%%
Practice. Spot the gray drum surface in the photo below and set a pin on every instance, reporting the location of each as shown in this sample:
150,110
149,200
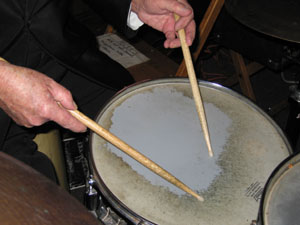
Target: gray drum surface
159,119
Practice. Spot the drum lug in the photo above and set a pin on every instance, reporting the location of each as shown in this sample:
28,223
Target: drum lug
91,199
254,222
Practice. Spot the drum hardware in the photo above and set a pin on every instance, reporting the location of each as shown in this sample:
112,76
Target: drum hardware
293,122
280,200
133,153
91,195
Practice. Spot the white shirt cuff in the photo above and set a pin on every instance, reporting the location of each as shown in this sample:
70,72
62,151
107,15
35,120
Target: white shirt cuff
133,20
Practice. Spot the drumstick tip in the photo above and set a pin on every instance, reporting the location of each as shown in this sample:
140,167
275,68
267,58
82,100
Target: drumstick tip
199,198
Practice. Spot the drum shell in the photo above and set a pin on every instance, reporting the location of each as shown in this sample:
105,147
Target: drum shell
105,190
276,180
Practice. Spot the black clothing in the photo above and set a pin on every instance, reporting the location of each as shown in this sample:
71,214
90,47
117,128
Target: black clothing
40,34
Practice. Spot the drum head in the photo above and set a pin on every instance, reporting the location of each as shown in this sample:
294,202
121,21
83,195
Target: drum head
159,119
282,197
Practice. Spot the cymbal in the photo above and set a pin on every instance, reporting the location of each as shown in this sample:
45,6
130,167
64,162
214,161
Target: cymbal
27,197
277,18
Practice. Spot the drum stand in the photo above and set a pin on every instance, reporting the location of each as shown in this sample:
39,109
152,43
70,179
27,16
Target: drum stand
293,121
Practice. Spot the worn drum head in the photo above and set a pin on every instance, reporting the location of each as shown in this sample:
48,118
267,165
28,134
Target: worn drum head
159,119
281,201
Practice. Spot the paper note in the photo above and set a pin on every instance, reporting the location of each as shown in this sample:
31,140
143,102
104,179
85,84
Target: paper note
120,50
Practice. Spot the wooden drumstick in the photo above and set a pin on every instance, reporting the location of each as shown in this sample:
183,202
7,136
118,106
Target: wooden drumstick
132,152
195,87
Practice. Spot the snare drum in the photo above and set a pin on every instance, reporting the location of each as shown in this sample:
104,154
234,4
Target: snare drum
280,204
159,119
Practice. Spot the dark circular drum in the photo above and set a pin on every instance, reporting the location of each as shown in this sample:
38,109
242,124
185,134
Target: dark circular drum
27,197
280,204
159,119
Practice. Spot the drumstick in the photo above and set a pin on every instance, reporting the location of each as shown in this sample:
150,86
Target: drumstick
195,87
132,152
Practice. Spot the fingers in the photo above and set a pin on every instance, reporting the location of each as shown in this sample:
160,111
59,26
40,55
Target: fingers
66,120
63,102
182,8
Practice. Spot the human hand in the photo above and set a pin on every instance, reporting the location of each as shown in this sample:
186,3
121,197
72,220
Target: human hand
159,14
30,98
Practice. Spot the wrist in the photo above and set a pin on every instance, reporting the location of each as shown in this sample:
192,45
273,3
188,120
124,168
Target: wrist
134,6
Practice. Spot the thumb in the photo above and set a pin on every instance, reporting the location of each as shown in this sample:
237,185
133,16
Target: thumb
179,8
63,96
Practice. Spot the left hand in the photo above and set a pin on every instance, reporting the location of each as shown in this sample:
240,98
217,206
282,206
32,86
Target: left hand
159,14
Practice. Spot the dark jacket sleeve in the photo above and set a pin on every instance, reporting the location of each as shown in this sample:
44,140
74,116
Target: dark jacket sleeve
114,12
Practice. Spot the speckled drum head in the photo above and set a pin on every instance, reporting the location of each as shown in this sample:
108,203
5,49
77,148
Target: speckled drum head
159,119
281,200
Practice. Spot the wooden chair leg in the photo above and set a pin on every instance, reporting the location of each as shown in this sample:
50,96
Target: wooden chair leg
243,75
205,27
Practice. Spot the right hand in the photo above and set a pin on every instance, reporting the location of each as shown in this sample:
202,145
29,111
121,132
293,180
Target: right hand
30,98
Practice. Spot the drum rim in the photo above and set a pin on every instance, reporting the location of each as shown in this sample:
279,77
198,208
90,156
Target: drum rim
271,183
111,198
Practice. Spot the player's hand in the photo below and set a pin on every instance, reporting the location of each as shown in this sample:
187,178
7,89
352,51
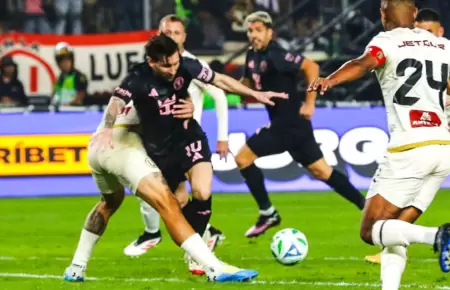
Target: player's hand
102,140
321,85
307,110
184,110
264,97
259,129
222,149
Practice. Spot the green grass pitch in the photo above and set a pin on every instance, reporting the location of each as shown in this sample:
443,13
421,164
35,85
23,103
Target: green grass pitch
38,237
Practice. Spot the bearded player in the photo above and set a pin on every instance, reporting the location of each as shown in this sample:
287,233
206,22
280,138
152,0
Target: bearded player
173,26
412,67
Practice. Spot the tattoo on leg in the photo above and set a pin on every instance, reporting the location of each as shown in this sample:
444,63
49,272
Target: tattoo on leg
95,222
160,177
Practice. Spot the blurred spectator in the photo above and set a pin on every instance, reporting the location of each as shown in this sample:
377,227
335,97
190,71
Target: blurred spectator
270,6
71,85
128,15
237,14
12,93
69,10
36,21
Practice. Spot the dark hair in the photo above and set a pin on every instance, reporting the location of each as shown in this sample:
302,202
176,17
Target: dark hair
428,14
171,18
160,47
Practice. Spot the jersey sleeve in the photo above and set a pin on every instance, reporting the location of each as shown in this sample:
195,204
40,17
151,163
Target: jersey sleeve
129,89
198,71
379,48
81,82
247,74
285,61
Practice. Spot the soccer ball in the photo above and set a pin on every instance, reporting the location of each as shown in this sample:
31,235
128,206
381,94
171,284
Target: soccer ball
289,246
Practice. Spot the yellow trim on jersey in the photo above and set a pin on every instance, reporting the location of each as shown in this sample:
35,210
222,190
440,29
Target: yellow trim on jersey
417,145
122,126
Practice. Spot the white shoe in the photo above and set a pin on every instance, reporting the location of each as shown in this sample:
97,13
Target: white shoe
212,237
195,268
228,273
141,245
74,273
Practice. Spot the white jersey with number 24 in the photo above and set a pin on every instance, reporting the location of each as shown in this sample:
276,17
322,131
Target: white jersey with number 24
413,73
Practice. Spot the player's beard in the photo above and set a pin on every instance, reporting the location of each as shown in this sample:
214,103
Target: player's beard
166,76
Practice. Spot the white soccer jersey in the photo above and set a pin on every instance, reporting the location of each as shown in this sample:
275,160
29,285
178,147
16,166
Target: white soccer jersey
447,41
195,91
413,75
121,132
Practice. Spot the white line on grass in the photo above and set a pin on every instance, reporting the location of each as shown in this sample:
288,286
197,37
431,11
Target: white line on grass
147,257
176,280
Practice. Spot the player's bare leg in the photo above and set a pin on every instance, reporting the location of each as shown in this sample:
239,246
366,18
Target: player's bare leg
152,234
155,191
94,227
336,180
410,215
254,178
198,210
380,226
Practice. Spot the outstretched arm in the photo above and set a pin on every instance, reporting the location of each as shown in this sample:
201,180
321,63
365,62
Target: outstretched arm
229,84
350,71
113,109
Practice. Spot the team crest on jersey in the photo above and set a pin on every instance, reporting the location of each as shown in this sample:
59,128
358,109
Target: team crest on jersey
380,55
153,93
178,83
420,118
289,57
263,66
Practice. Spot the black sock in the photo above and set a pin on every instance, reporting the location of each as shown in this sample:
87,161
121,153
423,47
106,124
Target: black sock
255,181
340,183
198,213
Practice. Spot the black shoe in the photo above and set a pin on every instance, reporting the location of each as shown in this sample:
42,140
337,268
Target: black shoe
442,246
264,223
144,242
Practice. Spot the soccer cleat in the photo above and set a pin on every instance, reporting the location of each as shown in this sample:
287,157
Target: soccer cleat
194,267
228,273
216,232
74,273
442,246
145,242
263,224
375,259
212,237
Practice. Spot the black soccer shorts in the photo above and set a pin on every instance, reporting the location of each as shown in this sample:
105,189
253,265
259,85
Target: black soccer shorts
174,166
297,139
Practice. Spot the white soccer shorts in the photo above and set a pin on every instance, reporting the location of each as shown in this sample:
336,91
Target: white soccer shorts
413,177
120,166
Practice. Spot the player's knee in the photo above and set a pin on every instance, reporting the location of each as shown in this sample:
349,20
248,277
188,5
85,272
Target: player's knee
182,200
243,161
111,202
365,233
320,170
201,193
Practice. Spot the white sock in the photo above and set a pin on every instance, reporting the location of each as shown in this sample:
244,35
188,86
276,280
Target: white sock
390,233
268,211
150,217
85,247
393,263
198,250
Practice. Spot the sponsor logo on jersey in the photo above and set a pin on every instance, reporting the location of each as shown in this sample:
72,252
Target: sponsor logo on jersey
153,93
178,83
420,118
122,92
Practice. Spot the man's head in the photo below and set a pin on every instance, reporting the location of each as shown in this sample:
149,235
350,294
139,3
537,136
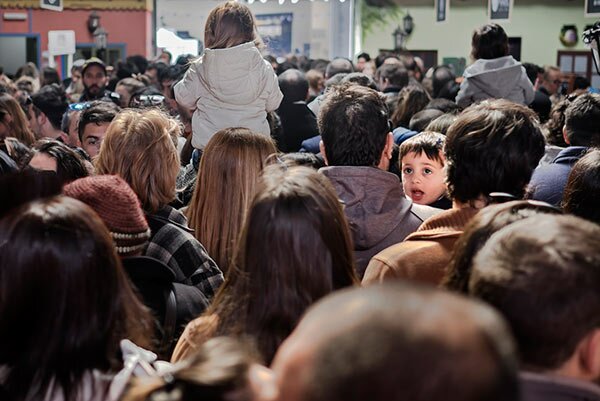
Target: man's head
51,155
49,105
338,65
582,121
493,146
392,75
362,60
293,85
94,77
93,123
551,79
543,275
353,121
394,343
%%
What you need to do: Reproduce precisely the lines of the entries above, from the one containing "Practice. Spot the white soccer shorts" through the final one, both ends included, and omit the pictures.

Solution to this task:
Practice. Spot the white soccer shorts in the photo above and set a pin on every instance, reporting the location of each as shown in this sample:
336,91
Target: white soccer shorts
413,177
120,166
Practice. Spot the player's knee in the photo above and set a pin on every instance, reporting the location of each as shown in this sample:
349,20
248,277
188,5
85,272
Target: player's knee
182,200
243,161
111,202
365,233
320,170
201,193
Practice. Spot the white sock in the photo above and set a pin on every instance, reporting the location of each as shown in this sample:
244,35
188,86
276,280
Target: white sock
390,233
268,211
150,217
85,247
393,263
198,250
Practice. Spot the sponsor logo on jersey in the photo above and set a pin on every instance, reporting the location of each as shown in this sample:
72,252
Target: sponsor logo on jersey
153,93
178,83
420,118
122,92
Practice. Spot the man's head in the photo below and set a pin on every instance, reporting the location of each as shown in this sample:
149,235
350,294
139,3
537,136
Target: man's head
51,155
49,105
338,65
582,121
493,146
392,75
362,60
293,85
94,77
93,123
551,79
543,275
353,121
394,343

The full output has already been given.